====== Items

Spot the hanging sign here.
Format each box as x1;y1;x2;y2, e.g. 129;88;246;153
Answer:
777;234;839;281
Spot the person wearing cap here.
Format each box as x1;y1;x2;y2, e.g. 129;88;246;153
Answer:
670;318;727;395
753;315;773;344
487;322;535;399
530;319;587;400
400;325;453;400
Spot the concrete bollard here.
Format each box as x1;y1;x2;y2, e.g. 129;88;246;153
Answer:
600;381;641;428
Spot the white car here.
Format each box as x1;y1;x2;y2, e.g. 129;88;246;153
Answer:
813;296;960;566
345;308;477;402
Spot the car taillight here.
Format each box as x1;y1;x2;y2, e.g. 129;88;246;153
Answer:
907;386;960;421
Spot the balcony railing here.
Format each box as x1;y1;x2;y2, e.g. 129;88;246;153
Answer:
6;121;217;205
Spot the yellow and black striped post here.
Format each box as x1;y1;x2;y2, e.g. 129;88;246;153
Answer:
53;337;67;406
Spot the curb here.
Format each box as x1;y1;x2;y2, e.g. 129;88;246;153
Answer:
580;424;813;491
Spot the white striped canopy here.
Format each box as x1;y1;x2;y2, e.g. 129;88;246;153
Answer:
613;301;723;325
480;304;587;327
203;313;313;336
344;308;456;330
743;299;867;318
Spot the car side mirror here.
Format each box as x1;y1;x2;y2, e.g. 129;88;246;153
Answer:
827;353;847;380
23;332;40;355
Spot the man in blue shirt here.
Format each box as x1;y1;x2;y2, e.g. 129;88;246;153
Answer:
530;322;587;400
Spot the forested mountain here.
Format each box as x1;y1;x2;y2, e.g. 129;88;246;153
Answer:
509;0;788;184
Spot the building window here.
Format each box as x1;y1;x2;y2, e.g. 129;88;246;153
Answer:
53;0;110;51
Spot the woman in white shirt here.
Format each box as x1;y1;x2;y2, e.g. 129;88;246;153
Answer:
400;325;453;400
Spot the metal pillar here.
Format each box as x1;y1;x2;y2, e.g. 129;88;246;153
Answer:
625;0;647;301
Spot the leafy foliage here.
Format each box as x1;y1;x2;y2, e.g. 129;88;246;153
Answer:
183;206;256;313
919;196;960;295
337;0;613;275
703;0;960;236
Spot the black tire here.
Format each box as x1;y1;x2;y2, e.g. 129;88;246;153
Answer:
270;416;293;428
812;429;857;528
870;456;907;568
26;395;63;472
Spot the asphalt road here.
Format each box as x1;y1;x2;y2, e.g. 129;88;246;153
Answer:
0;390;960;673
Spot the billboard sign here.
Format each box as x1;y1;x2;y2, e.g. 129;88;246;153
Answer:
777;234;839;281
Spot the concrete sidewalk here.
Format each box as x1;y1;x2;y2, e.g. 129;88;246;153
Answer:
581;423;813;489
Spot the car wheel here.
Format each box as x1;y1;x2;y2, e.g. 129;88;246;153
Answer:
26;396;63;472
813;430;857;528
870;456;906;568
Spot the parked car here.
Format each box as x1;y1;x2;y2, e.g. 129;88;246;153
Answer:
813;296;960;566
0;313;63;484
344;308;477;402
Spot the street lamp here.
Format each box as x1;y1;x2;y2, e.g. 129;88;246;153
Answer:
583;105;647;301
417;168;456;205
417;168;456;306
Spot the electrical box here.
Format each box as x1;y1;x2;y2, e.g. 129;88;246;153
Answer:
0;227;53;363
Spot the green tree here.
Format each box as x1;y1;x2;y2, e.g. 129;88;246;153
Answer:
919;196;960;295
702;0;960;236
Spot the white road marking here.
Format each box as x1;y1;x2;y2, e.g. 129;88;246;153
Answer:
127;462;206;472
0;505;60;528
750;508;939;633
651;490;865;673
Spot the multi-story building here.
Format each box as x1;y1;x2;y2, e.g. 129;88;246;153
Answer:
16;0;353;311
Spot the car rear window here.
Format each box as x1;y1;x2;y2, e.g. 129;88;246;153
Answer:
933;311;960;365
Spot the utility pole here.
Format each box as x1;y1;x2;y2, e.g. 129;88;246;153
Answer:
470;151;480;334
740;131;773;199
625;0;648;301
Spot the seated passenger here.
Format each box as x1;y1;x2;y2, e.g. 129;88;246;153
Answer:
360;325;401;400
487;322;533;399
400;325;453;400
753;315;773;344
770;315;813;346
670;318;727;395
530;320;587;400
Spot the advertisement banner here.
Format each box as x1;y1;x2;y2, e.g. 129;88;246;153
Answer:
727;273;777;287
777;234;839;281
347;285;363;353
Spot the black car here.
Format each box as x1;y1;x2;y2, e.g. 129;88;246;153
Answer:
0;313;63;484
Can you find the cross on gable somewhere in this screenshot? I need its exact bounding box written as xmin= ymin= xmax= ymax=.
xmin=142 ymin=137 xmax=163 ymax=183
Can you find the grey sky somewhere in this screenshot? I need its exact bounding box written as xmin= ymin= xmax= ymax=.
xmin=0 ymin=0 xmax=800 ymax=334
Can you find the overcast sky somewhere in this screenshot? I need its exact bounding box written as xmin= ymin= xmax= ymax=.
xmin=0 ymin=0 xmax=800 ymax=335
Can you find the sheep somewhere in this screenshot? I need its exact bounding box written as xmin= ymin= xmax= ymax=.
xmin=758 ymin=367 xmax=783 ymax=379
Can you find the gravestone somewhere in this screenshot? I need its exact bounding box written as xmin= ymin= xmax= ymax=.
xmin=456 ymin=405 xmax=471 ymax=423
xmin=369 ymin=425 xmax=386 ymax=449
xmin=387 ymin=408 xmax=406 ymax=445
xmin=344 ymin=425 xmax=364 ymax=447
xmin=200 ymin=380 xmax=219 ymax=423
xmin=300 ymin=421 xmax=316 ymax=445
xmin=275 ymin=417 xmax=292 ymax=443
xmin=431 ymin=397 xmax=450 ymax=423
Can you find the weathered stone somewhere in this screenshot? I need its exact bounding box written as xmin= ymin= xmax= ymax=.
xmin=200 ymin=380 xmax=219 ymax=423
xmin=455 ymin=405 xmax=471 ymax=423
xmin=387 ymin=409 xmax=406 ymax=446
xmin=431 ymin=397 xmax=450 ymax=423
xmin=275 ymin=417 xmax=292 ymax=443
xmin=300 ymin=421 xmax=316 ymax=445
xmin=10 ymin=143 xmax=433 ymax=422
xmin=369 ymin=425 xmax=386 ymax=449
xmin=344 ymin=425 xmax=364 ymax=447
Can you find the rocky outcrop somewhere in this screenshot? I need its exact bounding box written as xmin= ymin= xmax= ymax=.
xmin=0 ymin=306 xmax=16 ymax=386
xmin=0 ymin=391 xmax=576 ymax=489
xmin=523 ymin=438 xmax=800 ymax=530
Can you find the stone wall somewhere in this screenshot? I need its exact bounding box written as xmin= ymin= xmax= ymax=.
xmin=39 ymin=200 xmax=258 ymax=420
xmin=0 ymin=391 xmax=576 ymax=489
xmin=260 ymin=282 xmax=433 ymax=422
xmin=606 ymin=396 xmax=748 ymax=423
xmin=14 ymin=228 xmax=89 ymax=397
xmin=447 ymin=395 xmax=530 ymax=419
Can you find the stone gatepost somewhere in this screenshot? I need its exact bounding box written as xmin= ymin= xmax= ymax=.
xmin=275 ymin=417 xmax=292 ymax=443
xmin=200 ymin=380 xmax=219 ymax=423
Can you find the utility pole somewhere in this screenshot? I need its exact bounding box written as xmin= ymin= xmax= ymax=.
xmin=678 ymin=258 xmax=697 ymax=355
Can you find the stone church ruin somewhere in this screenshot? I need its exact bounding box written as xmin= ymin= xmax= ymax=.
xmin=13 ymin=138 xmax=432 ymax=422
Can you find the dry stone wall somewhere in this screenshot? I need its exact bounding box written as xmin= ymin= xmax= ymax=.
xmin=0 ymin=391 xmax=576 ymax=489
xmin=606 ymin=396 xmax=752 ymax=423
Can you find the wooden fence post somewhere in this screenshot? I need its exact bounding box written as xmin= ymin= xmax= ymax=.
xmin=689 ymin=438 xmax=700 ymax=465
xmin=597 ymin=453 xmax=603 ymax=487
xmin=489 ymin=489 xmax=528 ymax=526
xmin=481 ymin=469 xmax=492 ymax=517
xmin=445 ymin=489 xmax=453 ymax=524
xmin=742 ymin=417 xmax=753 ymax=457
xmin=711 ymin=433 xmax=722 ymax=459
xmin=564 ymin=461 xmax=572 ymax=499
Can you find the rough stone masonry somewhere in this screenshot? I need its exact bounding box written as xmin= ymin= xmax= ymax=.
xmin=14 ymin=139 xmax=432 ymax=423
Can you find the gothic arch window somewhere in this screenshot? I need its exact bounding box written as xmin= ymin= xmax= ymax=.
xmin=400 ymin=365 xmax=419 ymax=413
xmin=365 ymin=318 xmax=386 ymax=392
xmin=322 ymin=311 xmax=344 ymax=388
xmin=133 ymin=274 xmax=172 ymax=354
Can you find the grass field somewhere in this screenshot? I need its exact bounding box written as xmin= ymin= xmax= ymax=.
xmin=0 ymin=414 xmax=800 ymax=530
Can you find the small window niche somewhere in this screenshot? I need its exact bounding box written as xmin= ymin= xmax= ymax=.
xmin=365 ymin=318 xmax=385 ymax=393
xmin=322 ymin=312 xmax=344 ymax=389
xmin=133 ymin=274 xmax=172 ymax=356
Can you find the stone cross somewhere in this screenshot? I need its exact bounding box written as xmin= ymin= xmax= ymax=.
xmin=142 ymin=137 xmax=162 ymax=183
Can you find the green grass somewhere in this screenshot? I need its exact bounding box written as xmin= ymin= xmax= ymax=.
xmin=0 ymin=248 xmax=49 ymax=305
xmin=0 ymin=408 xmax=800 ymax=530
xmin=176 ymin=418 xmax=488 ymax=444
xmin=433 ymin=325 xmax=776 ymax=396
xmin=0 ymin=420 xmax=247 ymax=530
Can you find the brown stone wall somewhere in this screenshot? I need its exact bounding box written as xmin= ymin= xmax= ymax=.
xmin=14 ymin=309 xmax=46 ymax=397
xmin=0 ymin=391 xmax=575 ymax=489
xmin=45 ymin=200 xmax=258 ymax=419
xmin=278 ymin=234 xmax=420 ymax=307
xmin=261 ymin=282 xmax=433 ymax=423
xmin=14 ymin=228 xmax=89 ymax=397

============

▶ _Problem details_:
Reproduce word for word every line from the very first one above through the line containing "580;424;813;491", including both of those lines.

▶ _Problem solution_:
Spot the hanging sign here.
Format each box as x1;y1;x2;y2, e.g. 129;88;246;153
Answer:
777;234;839;281
Spot the person wearing cap here.
Format each box as x1;y1;x2;y2, e.g. 129;88;246;153
Answer:
670;318;727;395
753;315;773;344
487;322;535;399
530;319;587;400
400;325;453;400
Spot the concrete bollard here.
Format each box as x1;y1;x2;y2, e.g. 129;88;246;153
Answer:
600;381;641;428
Spot the white car here.
Format each box as x1;y1;x2;y2, e.g. 129;88;246;153
Answer:
813;296;960;566
345;308;477;402
Spot the car taillight here.
Format each box as x1;y1;x2;y2, e.g. 129;88;246;153
Answer:
907;386;960;421
Spot the balcony railing here.
Format each box as x1;y1;x2;y2, e.g. 129;88;246;153
Answer:
6;121;217;205
Spot the yellow and black striped post here.
Format each box as x1;y1;x2;y2, e.g. 129;88;246;153
Answer:
53;337;67;406
Spot the curb here.
Format each box as x1;y1;x2;y2, e.g. 129;88;246;153
Answer:
580;424;813;491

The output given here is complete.